Source document ▸

- Theatrical release poster
- Directed by: John Sayles
- Written by: John Sayles
- Produced by: Peggy Rajski Maggie Renzi
- Starring: Chris Cooper; James Earl Jones; Mary McDonnell; Will Oldham;
- Cinematography: Haskell Wexler
- Edited by: Sonya Polonsky
- Music by: Mason Daring
- Distributed by: Cinecom Pictures
- Release date: August 28, 1987 (United States);
- Running time: 132 minutes
- Country: United States
- Language: English
- Budget: $4 million (estimated)
- Box office: under $2 million (US)

= Matewan (film) =

1987 American drama film by John Sayles

Matewan (/ˈmeɪtwɒn/) is a 1987 American historical drama film written and directed by John Sayles, and starring Chris Cooper (in his film debut), James Earl Jones, Mary McDonnell and Will Oldham, with David Strathairn, Kevin Tighe and Gordon Clapp in supporting roles. The independent film dramatizes the events of the 1920 Battle of Matewan, a coal miners' strike in the small town of Matewan in the Appalachian countryside of Mingo County, West Virginia.

The film was a critical success but a box-office failure, grossing under $2 million on an estimated $4 million budget. It was nominated for the Academy Award for Best Cinematography, and received a Criterion Collection re-release in 2019. In 2023, Matewan was selected for preservation in the United States National Film Registry by the Library of Congress as "culturally, historically or aesthetically significant".

Record set ▸

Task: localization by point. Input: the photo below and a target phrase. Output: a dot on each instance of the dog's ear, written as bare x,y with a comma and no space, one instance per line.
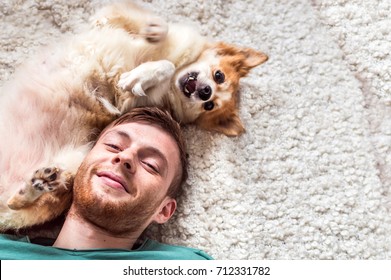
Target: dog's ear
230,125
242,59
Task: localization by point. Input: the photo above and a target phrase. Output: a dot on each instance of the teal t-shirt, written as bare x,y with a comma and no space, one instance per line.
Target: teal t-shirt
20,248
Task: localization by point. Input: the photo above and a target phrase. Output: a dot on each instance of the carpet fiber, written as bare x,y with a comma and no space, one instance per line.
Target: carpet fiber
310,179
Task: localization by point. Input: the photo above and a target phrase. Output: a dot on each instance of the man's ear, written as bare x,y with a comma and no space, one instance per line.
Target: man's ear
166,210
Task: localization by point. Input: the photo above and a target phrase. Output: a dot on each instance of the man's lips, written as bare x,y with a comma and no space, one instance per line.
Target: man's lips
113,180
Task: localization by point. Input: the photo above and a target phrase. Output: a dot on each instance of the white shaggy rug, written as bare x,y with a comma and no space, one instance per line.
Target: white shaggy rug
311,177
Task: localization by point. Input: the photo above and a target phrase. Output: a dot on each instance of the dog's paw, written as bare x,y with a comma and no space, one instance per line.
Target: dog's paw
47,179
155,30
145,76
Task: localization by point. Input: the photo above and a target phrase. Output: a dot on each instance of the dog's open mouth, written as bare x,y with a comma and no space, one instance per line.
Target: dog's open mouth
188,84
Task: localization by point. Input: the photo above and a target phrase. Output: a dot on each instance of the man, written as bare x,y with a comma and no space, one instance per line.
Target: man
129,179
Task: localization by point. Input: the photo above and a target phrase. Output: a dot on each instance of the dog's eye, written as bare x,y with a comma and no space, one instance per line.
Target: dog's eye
--
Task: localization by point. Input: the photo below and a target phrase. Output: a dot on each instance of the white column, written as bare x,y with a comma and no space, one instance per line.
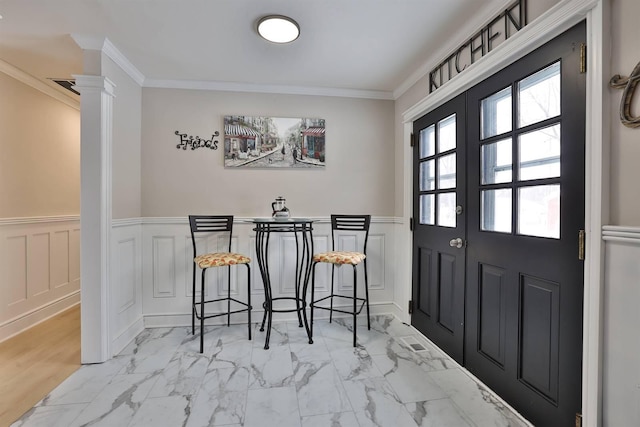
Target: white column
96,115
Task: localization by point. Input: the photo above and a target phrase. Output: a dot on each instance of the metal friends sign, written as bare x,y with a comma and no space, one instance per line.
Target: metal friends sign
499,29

Prompt ▸ According to the Matewan film article, which event does the movie dramatize?

Exercise answer ▸ The 1920 Battle of Matewan, a coal miners' strike in Matewan, Mingo County, West Virginia.